* _提示文_
=-=-=

ART|エスパス ルイ・ヴィトン東京『Monuments of Traffic』
ART|エスパス ルイ・ヴィトン東京
『Monuments of Traffic』
現在、東京は表参道のルイ・ヴィトン表参道ビル7階のアートスペース「ESPACE LOUIS VUITTON TOKYO」では、ドイツ人アーティスト トーマス・バイルレによる『Monuments of Traffic』が開催されている。会期は9月1日(日)まで。バイルレによって演出された均衡のとれた空間には、エリック・サティの『家具の音楽』がながれ、ワイパーが指揮棒を振るう。
Text by SUZUKI Fumihiko(OPENERS)
ミニマルな空間
建築、美術、音楽における“ミニマリズム”を、簡単に説明しようとするならば、それは、表現において基本的には同一の、ちいさな構成要素を繰り返して用いながらも、その繰り返しに、わずかな変化をくわえていって、ある程度の大きさをもった集団をつくりだす表現方法、とでもなるだろうか。
今回、エスパス ルイ・ヴィトン東京に展示されている、ドイツ人アーティスト トーマス・バイルレの作品群は、おおむね、ミニマリズムを基調としている。
もっとも典型的なのは、『Carmageddon(カーマゲドン)』という作品。
この作品は、漢字の「三」のようなスリットが開いている灰色のボール紙を、ロの字型におったものを、複数、長方形のパネルの上にならべ、この“ロの字”がいくつもならんだパネルを一個のユニットとする。そして、今度はそのユニットを並べていって、大きな長方形のパネルのようなものをつくり、これでもって、ひとつの作品としたものだ。
ユニット内の“ロの字”のならべ方は、ユニットごとに微妙にちがっていて、また、一部の“ロの字”の上には、クルマのミニチュアが置かれている。
かくして集合した“ロの字”群を、離れた位置から眺めると、一種の織物のように、面に模様が入って見えるのだ。
空間にながれている、エリック・サティの『家具の音楽』もまた、同様にミニマルな音楽で、同一の短い音楽を繰り返しながら、曲が進行していく。
というわけでエスパス ルイ・ヴィトン東京は現在、ミニマルな空間なのだ。
intensity
ところが、壁に、モザイクのように貼られている、1970年代後半、バイルレ本人によって撮影されたという、新宿と築地の写真を見ているときに、僕らはその1枚1枚の写真の中の人物に、クルマに、建物に、おもわず見入って、そこで、おや? とおもう。

=-=-=

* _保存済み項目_

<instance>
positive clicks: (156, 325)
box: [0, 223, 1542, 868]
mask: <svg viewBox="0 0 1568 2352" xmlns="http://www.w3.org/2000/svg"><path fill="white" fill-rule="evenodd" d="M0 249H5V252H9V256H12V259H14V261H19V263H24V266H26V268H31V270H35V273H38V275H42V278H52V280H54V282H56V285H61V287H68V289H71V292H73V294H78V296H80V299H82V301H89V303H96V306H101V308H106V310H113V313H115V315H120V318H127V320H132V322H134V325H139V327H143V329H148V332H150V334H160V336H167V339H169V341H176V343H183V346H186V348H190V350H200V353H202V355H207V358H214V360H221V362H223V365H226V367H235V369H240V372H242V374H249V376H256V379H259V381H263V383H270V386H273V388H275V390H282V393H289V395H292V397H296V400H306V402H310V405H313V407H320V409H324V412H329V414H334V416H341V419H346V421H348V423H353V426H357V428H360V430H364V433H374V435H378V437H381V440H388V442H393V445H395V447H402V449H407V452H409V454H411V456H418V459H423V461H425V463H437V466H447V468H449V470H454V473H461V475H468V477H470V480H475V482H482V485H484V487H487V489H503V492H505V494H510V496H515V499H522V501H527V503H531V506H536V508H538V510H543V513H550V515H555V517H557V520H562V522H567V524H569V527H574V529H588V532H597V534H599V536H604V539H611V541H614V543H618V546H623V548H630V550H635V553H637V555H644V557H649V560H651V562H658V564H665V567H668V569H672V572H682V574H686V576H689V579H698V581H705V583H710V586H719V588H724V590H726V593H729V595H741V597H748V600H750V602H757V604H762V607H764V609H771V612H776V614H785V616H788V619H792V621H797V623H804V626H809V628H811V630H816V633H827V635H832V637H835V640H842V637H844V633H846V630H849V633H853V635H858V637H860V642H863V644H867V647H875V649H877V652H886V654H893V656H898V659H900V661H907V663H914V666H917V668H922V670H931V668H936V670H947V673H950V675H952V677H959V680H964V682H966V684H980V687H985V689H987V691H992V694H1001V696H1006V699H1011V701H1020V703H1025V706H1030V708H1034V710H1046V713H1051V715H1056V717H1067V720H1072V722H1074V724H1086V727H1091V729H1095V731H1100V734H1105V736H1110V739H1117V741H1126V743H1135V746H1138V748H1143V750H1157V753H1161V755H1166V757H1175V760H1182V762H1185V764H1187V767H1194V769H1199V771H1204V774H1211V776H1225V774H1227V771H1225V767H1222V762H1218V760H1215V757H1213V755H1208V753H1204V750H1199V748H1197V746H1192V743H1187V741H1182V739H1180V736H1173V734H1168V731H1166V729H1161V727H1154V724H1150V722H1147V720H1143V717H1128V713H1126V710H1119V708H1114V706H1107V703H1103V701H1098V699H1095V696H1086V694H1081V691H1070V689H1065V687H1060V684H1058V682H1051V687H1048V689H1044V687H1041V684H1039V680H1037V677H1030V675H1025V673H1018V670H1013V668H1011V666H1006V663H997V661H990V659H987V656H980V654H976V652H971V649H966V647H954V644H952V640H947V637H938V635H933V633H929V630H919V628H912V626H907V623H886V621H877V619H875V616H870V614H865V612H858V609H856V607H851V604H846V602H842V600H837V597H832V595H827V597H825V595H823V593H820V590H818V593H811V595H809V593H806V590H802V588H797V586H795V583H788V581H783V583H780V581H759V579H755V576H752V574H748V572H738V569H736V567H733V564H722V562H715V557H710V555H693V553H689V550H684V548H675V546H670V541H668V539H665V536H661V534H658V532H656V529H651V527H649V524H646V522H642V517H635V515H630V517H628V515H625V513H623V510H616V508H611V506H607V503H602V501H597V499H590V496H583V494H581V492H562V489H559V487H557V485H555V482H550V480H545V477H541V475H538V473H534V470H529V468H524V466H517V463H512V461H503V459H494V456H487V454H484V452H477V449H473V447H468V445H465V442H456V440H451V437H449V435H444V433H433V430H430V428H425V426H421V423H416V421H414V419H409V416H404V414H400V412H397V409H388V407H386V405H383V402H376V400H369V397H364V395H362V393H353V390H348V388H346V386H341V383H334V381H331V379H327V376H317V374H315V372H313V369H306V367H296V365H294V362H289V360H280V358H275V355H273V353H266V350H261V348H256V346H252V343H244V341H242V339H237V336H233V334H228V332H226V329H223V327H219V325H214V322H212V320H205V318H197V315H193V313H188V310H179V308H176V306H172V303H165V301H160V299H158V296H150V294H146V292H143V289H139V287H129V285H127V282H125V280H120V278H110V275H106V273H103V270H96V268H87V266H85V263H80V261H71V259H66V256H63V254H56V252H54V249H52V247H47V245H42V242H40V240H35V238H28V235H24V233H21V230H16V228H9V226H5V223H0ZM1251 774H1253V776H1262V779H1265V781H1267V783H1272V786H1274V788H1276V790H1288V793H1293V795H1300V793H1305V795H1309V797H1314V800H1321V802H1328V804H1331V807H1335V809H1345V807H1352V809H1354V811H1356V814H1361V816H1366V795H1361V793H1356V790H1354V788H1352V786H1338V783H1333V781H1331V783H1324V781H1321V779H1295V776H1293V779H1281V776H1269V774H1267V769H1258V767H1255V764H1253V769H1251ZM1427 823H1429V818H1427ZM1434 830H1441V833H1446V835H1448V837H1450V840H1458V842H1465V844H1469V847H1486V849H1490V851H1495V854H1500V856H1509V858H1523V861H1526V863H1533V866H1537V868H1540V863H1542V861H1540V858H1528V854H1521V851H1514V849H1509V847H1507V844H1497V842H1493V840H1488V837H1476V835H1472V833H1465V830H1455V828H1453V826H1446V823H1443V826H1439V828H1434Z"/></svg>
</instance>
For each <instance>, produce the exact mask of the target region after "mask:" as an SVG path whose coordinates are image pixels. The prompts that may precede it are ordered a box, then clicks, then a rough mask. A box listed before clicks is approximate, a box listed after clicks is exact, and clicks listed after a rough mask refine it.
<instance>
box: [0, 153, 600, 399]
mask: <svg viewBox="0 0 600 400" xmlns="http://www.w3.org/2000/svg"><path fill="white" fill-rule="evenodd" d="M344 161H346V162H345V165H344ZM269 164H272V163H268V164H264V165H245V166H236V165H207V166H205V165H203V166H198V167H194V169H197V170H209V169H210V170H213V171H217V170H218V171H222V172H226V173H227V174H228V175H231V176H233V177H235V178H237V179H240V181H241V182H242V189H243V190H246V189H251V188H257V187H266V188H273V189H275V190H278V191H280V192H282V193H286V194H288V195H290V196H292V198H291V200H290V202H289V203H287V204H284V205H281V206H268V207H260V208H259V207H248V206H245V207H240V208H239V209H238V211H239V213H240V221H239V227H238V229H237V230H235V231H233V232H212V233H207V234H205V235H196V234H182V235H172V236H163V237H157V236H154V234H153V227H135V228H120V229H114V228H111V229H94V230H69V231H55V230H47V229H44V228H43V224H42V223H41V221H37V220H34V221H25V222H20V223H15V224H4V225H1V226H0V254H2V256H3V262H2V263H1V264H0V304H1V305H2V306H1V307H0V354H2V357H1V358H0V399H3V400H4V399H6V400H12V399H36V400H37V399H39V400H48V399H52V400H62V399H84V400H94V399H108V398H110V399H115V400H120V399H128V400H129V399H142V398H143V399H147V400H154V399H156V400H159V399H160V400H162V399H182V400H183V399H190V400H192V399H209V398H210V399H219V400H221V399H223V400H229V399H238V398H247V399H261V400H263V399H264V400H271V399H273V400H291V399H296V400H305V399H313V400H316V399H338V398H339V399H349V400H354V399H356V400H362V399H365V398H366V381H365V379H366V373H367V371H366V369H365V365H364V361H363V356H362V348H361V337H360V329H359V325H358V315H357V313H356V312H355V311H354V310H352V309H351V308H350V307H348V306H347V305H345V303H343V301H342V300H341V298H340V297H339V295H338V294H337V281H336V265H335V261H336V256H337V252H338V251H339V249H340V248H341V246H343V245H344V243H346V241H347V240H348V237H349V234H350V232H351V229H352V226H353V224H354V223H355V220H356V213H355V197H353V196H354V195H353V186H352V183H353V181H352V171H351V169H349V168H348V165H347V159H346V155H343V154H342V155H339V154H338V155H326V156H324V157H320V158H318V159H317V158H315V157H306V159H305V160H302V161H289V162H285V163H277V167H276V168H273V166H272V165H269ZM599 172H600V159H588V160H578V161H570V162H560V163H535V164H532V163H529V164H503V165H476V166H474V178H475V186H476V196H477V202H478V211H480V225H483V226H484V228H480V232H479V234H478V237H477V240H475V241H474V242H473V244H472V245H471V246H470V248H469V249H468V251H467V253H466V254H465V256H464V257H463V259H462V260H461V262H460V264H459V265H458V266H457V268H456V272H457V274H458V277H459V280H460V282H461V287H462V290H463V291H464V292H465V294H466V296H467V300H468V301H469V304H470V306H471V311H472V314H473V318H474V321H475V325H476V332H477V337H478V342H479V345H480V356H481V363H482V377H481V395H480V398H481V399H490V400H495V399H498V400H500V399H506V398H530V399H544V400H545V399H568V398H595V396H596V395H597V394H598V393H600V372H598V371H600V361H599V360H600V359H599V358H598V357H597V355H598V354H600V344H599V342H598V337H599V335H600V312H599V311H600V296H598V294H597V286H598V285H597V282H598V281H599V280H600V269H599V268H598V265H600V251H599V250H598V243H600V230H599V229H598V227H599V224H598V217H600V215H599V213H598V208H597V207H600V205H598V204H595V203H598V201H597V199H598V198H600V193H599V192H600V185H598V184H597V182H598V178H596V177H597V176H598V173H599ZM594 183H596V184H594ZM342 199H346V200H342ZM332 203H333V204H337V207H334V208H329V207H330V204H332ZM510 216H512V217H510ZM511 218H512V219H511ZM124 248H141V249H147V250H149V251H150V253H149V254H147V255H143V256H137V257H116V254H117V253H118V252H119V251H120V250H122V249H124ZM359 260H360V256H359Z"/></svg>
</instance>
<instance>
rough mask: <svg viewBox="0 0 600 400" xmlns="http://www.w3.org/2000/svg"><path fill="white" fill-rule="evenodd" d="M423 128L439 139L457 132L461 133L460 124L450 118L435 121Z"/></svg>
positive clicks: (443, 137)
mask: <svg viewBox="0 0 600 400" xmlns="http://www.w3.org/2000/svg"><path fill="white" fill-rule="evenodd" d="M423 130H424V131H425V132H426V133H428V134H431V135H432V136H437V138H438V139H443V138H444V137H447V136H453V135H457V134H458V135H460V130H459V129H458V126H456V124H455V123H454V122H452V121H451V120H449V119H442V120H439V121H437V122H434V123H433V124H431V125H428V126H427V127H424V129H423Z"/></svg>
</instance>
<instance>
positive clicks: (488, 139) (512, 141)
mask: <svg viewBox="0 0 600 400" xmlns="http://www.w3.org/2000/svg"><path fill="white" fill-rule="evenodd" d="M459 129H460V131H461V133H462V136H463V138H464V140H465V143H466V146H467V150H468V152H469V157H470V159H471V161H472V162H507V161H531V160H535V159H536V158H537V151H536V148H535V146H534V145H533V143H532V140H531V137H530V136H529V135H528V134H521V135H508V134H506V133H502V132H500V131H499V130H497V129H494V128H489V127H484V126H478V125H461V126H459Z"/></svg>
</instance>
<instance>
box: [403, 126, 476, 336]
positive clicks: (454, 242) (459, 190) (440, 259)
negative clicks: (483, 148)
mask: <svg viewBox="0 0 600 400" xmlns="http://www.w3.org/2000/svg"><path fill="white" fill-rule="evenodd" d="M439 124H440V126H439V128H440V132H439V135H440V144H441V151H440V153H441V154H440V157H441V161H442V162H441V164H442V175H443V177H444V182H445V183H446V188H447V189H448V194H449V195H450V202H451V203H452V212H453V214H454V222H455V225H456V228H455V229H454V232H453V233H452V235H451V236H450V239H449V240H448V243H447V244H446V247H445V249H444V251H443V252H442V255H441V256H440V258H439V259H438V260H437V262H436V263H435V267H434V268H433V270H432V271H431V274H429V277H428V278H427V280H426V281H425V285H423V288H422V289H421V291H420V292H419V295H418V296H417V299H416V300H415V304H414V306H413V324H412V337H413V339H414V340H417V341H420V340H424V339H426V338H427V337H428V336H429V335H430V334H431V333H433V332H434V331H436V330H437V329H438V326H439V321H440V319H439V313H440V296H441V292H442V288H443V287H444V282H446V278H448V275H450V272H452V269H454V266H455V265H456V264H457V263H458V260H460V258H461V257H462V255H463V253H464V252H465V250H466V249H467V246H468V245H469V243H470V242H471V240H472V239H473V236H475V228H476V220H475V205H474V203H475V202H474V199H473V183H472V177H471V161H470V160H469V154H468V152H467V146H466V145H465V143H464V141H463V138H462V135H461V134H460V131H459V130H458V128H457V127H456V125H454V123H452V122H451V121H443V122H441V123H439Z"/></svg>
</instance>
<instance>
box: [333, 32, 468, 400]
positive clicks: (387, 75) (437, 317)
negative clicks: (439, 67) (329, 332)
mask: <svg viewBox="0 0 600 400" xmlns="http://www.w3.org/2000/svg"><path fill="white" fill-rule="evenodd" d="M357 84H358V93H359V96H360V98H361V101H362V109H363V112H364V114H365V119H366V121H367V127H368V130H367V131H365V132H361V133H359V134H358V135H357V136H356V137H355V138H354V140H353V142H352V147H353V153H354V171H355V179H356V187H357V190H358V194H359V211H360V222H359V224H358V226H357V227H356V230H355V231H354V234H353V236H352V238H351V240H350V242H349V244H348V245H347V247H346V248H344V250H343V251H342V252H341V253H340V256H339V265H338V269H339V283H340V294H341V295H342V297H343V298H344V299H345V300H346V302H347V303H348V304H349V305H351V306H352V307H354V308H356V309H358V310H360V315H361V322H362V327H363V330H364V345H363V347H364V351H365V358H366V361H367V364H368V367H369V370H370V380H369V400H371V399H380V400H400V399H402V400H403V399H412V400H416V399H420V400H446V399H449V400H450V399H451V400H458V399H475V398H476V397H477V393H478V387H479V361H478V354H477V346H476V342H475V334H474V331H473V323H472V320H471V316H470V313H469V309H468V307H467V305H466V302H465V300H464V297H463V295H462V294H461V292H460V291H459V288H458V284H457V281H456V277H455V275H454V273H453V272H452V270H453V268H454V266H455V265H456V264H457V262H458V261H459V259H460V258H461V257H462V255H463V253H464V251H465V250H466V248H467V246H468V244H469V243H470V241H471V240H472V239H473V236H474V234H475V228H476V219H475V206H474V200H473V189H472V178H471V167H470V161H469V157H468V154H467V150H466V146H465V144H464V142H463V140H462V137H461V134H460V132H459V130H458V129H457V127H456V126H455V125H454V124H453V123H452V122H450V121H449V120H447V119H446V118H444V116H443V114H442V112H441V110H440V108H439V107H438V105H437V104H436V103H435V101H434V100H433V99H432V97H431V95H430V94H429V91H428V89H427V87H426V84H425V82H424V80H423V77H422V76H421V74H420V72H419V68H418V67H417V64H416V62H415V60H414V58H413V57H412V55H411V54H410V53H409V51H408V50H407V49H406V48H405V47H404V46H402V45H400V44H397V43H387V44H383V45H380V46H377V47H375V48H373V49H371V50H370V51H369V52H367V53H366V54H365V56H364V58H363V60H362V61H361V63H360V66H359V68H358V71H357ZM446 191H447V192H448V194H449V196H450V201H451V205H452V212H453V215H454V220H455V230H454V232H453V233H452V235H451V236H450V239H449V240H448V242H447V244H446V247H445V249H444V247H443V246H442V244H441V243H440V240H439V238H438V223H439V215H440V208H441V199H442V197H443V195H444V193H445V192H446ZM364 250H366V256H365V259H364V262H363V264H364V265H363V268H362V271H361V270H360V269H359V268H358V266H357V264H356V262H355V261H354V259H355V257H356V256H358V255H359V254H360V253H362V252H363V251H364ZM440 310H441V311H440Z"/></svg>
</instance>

=-=-=

* _課題内容 A_
トーマス・バイルレ展の記事に『』で囲んで示されている題名を、重複なくすべて挙げなさい。
* _課題内容 B_
トーマス・バイルレ展の記事のうち、「この作品は、漢字の「三」のよ」という語句を含む箇所で始まり「わず見入って、そこで、おや? とおもう。」で終わる部分を、一字も変えずに書き写しなさい。
* _課題内容 C_
トーマス・バイルレ展の記事について、本文の最後の文のあとに続く文章を書きなさい。

* _最終解答 A_
『Monuments of Traffic』、『家具の音楽』、『Carmageddon(カーマゲドン)』

* _最終解答 B_
この作品は、漢字の「三」のようなスリットが開いている灰色のボール紙を、ロの字型におったものを、複数、長方形のパネルの上にならべ、この“ロの字”がいくつもならんだパネルを一個のユニットとする。そして、今度はそのユニットを並べていって、大きな長方形のパネルのようなものをつくり、これでもって、ひとつの作品としたものだ。
ユニット内の“ロの字”のならべ方は、ユニットごとに微妙にちがっていて、また、一部の“ロの字”の上には、クルマのミニチュアが置かれている。
かくして集合した“ロの字”群を、離れた位置から眺めると、一種の織物のように、面に模様が入って見えるのだ。
空間にながれている、エリック・サティの『家具の音楽』もまた、同様にミニマルな音楽で、同一の短い音楽を繰り返しながら、曲が進行していく。
というわけでエスパス ルイ・ヴィトン東京は現在、ミニマルな空間なのだ。
intensity
ところが、壁に、モザイクのように貼られている、1970年代後半、バイルレ本人によって撮影されたという、新宿と築地の写真を見ているときに、僕らはその1枚1枚の写真の中の人物に、クルマに、建物に、おもわず見入って、そこで、おや? とおもう。

* _最終解答 C_
モザイク模様のような大きな全体を見ていたはずが、その全体を構成する個々の要素に注目してしまう。そのとき、僕たちは芸術家が何をいいたいのかが、すこしわかったような気になる。
この展覧会の開催にあたって(展覧会は今回、5月18日から開催されている)来日したトーマス・バイルレが、自分の作品を説明するなかで使用した、「Intensity」という単語にもヒントが隠されていたようにおもう。
このIntensityを日本語にするのに、ここでは「強度」という単語を使う。この強度は、「わたし」にとって対象となるものが、「わたし」にかける、負担のようなもの、強烈さの度合いを指す。
たとえば、僕たちは人を、日本人とか、ドイツ人とか、大きなユニットで見た場合、そのユニットを構成している、一人ひとりを問題にしない。「100人の30代日本人男性」といった場合も、その100人が千差万別であるという当然の事実を、一時的に忘れる。というよりも、忘れない限りは、そんな漠然としたくくり方で人をみることなんてできない。
バイルレは、そんな僕たちの無邪気だけれど乱暴な思考方法に問を投げかける。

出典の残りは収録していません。